» **WORK ORDER**
Where in the data below does the word "ball" appear? Copy every line that has it.

» **PROVIDED MATERIAL**
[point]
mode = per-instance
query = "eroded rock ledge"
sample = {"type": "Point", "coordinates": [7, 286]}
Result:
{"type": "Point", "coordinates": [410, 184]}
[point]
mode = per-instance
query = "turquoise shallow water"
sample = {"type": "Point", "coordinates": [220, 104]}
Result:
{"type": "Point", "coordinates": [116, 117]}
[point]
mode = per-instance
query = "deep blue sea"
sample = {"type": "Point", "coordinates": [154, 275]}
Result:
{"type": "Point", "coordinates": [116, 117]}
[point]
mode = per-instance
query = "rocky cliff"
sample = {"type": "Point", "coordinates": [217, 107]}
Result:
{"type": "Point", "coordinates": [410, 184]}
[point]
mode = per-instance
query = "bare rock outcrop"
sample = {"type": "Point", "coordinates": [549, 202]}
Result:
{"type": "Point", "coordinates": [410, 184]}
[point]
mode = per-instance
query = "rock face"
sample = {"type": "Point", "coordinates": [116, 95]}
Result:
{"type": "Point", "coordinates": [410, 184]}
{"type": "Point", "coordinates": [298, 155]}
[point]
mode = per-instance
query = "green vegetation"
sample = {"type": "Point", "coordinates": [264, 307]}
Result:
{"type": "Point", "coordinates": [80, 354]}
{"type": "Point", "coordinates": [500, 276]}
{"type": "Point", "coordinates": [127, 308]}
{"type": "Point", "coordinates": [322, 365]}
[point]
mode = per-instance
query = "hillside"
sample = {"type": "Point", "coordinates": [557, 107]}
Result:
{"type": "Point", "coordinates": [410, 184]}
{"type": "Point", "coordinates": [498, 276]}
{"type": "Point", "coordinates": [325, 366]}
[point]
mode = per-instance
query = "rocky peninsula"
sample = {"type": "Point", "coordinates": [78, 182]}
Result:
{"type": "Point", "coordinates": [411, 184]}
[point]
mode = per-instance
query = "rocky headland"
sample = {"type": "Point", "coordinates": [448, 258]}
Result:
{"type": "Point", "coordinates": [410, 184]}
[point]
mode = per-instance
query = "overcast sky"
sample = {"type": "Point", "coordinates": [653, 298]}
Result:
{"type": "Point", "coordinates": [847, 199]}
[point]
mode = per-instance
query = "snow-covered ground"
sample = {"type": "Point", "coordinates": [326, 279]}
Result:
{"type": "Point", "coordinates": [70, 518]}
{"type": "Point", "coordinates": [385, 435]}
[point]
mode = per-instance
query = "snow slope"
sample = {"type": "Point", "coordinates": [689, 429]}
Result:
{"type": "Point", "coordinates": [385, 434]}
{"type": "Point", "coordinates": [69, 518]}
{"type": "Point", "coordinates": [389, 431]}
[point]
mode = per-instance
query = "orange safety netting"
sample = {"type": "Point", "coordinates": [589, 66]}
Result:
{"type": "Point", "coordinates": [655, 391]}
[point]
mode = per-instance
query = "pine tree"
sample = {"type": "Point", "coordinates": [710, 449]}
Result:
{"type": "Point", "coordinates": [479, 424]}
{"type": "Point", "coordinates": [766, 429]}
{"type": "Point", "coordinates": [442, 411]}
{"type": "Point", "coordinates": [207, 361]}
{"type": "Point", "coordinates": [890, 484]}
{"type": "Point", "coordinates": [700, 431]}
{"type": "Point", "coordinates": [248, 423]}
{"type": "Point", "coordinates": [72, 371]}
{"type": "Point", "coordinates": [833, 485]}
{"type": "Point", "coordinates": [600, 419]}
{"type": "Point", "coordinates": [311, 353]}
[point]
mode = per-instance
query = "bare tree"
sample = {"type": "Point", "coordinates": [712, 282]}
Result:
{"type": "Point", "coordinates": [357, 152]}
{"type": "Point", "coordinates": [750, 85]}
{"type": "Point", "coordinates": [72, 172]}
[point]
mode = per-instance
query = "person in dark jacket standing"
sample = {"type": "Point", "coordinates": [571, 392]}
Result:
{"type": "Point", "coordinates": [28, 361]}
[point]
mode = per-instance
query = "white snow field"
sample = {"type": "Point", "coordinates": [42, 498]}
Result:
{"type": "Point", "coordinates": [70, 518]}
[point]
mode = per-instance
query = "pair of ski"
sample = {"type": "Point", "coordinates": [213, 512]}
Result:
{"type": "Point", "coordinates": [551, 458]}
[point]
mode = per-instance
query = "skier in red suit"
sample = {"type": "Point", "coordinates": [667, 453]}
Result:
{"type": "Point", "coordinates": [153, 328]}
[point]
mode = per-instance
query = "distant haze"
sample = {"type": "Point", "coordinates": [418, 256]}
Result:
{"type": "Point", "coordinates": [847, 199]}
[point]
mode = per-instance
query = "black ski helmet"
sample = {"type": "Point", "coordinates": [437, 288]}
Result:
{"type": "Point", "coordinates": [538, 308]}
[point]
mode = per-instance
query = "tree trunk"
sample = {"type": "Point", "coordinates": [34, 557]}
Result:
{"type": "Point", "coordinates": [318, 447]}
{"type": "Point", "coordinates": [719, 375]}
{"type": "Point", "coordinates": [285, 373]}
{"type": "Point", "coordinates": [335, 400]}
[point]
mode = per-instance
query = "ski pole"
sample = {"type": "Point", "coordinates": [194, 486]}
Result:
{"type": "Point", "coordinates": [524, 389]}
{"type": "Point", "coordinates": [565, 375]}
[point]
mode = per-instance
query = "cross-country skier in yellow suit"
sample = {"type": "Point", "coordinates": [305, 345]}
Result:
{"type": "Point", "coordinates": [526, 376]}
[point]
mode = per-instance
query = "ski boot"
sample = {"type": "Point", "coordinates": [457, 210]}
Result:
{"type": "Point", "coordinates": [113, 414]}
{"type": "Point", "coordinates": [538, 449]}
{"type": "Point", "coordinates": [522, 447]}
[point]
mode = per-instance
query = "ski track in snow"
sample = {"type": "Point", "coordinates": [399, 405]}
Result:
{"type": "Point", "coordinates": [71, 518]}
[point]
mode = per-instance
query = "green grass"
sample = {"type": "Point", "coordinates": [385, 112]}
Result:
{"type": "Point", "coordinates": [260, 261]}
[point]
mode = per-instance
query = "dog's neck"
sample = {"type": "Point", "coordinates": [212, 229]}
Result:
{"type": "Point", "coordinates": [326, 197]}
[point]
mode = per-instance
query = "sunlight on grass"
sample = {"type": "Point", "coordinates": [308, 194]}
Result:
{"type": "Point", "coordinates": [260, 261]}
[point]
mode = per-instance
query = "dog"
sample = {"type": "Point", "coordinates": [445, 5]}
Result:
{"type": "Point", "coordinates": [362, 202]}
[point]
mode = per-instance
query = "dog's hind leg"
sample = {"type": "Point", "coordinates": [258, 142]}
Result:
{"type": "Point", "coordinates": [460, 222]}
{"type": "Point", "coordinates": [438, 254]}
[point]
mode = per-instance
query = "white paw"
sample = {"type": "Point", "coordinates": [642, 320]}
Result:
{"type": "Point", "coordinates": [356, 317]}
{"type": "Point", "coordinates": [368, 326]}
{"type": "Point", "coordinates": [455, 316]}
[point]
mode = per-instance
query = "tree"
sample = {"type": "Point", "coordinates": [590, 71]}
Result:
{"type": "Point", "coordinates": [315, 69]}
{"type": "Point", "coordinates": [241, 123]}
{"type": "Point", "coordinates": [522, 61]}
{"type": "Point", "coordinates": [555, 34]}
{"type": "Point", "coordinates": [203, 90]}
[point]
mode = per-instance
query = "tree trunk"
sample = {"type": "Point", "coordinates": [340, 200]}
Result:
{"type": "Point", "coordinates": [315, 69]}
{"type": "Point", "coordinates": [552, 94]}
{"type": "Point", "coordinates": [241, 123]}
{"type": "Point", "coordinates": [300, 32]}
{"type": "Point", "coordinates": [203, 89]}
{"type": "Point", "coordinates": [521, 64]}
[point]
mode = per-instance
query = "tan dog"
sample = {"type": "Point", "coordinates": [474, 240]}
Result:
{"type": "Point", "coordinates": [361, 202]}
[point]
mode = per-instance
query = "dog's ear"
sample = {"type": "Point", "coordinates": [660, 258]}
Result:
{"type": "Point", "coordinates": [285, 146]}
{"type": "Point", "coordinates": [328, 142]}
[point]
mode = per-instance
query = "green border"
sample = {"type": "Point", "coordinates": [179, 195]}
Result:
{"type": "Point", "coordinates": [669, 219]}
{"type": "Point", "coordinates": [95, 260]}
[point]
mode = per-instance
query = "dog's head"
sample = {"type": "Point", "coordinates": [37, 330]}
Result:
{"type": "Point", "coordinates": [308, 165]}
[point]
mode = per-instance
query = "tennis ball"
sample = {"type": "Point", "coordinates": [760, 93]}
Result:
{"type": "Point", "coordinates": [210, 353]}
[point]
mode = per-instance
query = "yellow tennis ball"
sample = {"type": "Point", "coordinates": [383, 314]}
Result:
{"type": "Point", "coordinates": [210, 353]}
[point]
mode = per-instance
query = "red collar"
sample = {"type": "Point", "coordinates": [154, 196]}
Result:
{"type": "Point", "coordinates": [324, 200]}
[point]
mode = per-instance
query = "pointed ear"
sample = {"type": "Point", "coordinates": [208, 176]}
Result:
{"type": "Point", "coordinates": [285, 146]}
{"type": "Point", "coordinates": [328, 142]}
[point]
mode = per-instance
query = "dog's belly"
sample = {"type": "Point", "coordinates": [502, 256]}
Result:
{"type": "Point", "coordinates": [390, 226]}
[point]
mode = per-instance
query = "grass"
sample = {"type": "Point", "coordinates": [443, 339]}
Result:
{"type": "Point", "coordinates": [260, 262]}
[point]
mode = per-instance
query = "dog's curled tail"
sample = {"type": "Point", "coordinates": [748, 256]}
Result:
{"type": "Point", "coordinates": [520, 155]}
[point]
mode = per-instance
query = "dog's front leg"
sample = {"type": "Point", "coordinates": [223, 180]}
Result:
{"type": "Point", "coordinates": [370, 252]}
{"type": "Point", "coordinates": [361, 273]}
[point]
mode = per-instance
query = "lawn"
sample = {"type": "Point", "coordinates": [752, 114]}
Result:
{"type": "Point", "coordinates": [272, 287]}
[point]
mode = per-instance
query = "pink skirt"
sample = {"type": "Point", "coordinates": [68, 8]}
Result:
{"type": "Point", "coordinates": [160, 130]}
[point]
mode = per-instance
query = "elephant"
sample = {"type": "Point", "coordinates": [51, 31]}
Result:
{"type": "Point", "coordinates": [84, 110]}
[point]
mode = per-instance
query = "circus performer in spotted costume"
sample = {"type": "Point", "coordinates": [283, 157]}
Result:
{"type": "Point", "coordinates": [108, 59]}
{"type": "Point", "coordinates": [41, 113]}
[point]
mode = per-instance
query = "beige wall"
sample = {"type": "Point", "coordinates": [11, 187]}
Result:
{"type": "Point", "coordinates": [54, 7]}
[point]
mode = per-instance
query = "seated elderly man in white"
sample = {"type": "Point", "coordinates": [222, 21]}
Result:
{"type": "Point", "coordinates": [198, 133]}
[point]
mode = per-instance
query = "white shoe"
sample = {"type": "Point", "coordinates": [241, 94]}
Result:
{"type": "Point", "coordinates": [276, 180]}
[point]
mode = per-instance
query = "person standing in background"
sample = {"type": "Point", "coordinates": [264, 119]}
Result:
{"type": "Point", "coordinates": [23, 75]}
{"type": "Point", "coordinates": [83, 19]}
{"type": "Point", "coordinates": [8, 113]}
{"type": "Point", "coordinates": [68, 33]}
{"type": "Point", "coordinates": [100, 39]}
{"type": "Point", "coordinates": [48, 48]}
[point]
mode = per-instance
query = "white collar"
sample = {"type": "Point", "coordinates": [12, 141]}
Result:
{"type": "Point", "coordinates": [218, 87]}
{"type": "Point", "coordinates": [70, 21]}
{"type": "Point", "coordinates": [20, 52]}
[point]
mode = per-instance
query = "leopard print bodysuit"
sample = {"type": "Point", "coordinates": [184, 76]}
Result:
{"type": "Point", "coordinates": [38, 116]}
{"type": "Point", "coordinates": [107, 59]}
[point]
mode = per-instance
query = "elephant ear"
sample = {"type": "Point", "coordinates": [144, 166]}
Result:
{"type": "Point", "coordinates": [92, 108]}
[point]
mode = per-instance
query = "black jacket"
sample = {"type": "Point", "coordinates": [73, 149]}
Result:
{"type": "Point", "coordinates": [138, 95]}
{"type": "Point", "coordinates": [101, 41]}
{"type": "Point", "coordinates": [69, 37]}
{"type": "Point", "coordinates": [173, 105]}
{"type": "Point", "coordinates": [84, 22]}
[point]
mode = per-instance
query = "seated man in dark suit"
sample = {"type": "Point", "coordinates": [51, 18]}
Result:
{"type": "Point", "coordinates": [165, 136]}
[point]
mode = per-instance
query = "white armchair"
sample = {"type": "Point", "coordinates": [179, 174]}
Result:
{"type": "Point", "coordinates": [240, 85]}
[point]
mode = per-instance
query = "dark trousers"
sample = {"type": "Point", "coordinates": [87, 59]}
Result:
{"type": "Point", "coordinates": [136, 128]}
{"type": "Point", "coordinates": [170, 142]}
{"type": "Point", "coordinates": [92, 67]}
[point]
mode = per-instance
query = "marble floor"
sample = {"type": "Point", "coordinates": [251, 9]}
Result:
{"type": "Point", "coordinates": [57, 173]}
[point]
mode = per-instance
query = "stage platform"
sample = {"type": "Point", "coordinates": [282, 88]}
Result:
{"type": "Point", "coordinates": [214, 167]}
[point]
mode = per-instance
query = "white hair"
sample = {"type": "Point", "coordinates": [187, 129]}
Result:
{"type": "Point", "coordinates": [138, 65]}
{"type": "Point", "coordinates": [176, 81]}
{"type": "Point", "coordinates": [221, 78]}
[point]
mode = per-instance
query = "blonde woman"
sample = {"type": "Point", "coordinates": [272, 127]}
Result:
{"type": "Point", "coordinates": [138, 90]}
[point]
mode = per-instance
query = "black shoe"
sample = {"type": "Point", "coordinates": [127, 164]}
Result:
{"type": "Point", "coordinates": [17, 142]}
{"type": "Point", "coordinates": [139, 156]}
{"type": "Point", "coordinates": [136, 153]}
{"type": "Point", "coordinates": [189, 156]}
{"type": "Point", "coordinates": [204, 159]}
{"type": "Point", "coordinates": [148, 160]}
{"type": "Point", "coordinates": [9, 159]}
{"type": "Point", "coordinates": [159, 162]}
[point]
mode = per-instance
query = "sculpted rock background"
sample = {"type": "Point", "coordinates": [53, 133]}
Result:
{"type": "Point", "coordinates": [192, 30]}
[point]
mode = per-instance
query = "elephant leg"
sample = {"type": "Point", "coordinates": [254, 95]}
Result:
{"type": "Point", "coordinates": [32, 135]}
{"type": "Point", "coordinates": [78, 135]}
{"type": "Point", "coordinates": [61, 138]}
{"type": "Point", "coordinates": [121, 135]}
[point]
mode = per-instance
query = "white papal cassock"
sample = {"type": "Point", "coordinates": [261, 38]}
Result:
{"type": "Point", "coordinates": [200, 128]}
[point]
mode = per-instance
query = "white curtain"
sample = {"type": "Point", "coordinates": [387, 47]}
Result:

» **RESULT OF THIS EXERCISE**
query = "tennis ball"
query = "yellow tennis ball"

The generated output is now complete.